__Challenge__
Change "outline" to "trace" everywhere it occurs in the records below, and leave every other part of them unchanged.

__Input rows__
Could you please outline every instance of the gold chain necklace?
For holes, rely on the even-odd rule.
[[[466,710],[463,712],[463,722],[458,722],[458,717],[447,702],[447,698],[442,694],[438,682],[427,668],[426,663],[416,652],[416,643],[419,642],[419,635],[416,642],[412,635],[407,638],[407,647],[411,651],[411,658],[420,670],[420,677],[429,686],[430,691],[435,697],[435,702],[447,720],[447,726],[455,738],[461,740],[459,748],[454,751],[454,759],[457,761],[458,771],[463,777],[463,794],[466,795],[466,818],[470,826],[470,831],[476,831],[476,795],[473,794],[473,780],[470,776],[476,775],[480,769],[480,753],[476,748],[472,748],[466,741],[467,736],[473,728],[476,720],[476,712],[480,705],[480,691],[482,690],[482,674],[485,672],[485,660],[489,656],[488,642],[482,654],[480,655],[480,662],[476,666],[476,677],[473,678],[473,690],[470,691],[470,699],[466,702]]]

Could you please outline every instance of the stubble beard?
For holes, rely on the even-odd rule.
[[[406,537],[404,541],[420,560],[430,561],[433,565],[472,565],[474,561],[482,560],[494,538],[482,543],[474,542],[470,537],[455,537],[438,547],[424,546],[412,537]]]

__Result of this task__
Could you please trace every instance of the gold chain necklace?
For holes, rely on the even-odd rule.
[[[466,710],[463,712],[463,722],[458,722],[458,717],[447,702],[447,698],[442,694],[438,682],[427,668],[426,663],[416,652],[416,643],[419,642],[419,635],[416,642],[412,635],[407,638],[407,647],[411,651],[411,658],[420,670],[420,677],[429,686],[430,691],[435,697],[435,702],[447,720],[447,726],[455,738],[461,740],[459,748],[454,751],[454,759],[457,761],[458,771],[463,777],[463,794],[466,795],[466,818],[470,826],[470,831],[476,831],[476,795],[473,794],[473,780],[470,776],[476,775],[480,769],[480,753],[476,748],[472,748],[466,741],[467,736],[473,728],[476,720],[476,712],[480,705],[480,691],[482,690],[482,674],[485,672],[485,660],[489,656],[488,642],[482,654],[480,655],[480,662],[476,666],[476,677],[473,678],[473,690],[470,691],[470,699],[466,702]]]

Could you please trace every instance of the stubble beard?
For holes, rely on the even-odd rule.
[[[406,537],[404,541],[420,560],[430,561],[433,565],[472,565],[474,561],[482,560],[494,538],[482,543],[474,542],[470,537],[455,537],[438,547],[424,546],[412,537]]]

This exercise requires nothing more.